Excerpt provided Block Start

Huot remembers his experience at USU fondly. He remarks, “It was such a unique opportunity to be at a place that was just getting off the ground. There was so much direct access to the faculty and mentors. The amount of direct lab time that I had with one-on-one senior research mentoring was amazing, exciting, and a lot of fun.” He made many friends with the medical students he attended classes with. “I felt very much a part of the USU community in every way,” he admits.

Huot also enjoyed the relative independence of the brand new university. “I liked being the first at something,” he explains, “and knowing that how well I performed really mattered. How you did was how people were going to think about those who came after you. So, I felt some responsibility for that.”

During his time as a doctoral student, Huot worked closely with USU faculty member Dr. Francis Haddy, who was the chair of the then-Department of Physiology. His dissertation advisor was Dr. Motilal Pamnani. Both of his professors were M.D./Ph.D. professionals. “Working with them,” says Huot, “was my first exposure to the M.D. side of a career in science. It had a lot to do with my decision to add the M.D. degree to my Ph.D. training.” 

Because he was not in the military, he chose to attend Duke University School of Medicine. Through their program and because Huot already had such a strong science background with his Ph.D., he was able to complete the full M.D. program in only two and one-half years.

Excerpt provided Block End

### What to do
Copy the passage about Huot from "Because he was" to "and one-half years.", word for word. The rows that follow have no connection to the passage about Huot.

Provided records Block Start

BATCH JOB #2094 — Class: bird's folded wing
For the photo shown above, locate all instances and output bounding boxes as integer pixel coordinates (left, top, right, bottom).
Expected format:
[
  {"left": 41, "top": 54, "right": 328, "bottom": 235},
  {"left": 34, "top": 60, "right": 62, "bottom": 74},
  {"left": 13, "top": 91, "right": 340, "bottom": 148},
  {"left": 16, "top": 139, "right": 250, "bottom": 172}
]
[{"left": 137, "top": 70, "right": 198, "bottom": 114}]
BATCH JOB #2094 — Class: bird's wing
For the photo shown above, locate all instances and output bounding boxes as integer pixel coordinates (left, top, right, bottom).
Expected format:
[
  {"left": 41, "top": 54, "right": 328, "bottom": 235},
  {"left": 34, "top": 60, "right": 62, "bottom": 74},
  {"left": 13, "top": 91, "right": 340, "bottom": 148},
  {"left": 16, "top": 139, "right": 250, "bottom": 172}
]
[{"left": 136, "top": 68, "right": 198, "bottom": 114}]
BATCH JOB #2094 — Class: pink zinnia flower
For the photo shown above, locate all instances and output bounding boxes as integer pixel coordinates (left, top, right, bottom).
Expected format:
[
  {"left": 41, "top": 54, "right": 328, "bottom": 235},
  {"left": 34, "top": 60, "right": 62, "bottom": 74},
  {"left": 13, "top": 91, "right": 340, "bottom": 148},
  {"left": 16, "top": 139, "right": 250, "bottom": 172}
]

Provided records Block End
Provided records Block Start

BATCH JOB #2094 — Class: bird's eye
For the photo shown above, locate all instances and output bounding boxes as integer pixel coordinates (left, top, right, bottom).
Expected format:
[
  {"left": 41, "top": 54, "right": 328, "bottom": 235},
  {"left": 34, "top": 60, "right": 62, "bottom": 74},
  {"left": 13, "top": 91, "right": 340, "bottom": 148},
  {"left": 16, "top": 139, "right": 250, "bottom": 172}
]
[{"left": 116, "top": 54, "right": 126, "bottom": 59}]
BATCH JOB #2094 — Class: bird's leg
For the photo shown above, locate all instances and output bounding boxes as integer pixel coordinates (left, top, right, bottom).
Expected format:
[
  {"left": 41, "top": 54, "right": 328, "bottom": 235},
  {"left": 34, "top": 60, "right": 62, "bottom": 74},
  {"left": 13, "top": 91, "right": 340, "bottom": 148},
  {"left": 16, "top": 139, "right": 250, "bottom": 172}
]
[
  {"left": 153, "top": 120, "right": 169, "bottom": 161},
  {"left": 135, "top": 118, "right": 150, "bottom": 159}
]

Provided records Block End

### Result of this task
Because he was not in the military, he chose to attend Duke University School of Medicine. Through their program and because Huot already had such a strong science background with his Ph.D., he was able to complete the full M.D. program in only two and one-half years.